* **TASK STATEMENT**:
Retype the full set of records. Keep every character identical.

* **ENTRIES PROVIDED**:
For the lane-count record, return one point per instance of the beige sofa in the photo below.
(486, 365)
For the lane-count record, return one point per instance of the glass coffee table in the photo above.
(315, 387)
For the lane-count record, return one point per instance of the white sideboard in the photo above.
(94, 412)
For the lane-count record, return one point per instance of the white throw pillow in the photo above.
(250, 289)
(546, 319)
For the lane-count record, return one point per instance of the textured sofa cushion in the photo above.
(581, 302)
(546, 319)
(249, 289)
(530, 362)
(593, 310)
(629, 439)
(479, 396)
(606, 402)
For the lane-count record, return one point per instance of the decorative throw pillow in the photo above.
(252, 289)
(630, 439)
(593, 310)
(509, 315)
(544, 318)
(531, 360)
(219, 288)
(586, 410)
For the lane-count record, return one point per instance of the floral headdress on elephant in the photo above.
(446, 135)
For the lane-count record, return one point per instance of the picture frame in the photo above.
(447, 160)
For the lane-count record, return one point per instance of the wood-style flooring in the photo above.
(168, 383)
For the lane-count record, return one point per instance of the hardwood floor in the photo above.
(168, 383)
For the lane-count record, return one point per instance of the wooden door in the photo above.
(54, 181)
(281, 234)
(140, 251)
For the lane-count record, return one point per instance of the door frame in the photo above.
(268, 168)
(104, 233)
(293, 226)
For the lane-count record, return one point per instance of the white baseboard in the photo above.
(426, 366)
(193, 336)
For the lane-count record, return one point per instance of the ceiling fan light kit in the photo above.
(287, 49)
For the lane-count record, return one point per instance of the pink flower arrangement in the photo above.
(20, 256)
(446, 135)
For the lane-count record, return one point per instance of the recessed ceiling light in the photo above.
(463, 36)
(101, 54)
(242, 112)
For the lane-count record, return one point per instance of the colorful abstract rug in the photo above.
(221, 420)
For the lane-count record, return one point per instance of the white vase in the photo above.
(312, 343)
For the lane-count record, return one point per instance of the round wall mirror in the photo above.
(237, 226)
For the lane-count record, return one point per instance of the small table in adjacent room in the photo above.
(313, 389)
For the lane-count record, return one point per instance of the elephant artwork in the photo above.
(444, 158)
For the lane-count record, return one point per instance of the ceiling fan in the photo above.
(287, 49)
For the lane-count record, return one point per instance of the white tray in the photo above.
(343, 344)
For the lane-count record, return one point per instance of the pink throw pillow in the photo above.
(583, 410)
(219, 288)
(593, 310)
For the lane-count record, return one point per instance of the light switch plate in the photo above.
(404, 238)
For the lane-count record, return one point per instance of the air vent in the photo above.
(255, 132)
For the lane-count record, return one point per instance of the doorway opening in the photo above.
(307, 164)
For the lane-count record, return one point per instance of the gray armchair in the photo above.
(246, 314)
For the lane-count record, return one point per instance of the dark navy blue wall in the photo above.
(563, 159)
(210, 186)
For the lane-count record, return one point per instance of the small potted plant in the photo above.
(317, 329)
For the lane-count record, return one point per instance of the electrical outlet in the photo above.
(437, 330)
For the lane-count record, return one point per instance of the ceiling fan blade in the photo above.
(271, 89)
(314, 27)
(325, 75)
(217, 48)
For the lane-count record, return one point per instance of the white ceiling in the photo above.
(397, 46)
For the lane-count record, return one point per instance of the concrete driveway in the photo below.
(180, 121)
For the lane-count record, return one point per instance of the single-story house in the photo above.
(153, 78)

* **OUTPUT FOR THIS EXERCISE**:
For the lane-count record, return one point per instance of the beige sofa in the photo below.
(486, 365)
For the lane-count record, return one point per instance of the glass coffee table in the photo above.
(315, 387)
For the lane-count record, return one point per instance of the white sideboard in the photo above.
(94, 412)
For the lane-count record, return one point per instance of the white throw pillow in the photo above.
(250, 289)
(546, 319)
For the lane-count record, return one point per instance of the textured sofa cushion in the photo above.
(581, 302)
(546, 319)
(249, 289)
(530, 362)
(593, 310)
(629, 439)
(479, 396)
(606, 402)
For the lane-count record, return one point per instance of the decorative throw pillow in the photo above.
(252, 289)
(630, 439)
(593, 310)
(509, 315)
(544, 318)
(531, 360)
(219, 288)
(586, 410)
For the lane-count record, return one point per instance of the floral headdress on elephant in the photo above.
(446, 135)
For the lane-count record, return one point per instance of the picture frame in the photo above.
(447, 160)
For the lane-count record, return one point per instance of the wood-style flooring in the photo above.
(168, 383)
For the lane-count record, return one point per instance of the hardwood floor in the photo above.
(168, 383)
For the lane-count record, return one point per instance of the wooden door in the photo above.
(54, 181)
(281, 234)
(140, 251)
For the lane-count record, return one point per instance of the door frame in the photo above.
(268, 168)
(104, 233)
(293, 226)
For the lane-count record, return one point per instance of the white baseboard in the photo above.
(426, 366)
(193, 336)
For the lane-count record, return one point per instance of the ceiling fan light kit in the photo above.
(287, 49)
For the lane-count record, return one point per instance of the pink flower arrangement in the photo above.
(20, 256)
(446, 135)
For the lane-count record, return one point per instance of the recessed ceiling light in the photo above.
(463, 36)
(101, 54)
(242, 112)
For the lane-count record, return one point per instance of the colorful abstract rug in the photo above.
(221, 420)
For the lane-count record, return one point per instance of the white vase in the photo above.
(312, 343)
For the lane-count record, return one point per instance of the round wall mirror in the photo above.
(237, 226)
For the lane-count record, return one point per instance of the small table in adjacent room in the photo above.
(313, 389)
For the lane-count record, return one point per instance of the elephant artwork in the photo above.
(444, 158)
For the lane-count record, return one point per instance of the ceiling fan in the photo above.
(287, 49)
For the lane-count record, return one point per instance of the white tray in the photo above.
(343, 344)
For the lane-count record, return one point per instance of the pink throw pillow in the photo above.
(583, 410)
(219, 288)
(593, 310)
For the lane-count record, return one point per instance of the light switch plate in the photo above.
(404, 238)
For the lane-count record, return one point per instance of the air vent in the photo above.
(255, 132)
For the lane-count record, return one point per instance of the doorway opening in the photo above.
(307, 164)
For the lane-count record, return one point per instance of the gray armchair in the photo above.
(246, 314)
For the lane-count record, return one point per instance of the dark navy blue wall in the photo above.
(563, 159)
(210, 186)
For the lane-count record, return one point per instance of the small potted plant in the photo above.
(317, 329)
For the lane-count record, return one point per instance of the electrical outlet in the photo above.
(437, 330)
For the lane-count record, return one point per instance of the ceiling fan blade in the photo above.
(271, 89)
(314, 27)
(325, 75)
(217, 48)
For the lane-count record, return one point per instance of the white ceiling in the photo above.
(397, 46)
For the lane-count record, return one point per instance of the concrete driveway in the photo below.
(180, 121)
For the lane-count record, return one point per instance of the single-story house in the photo above.
(153, 78)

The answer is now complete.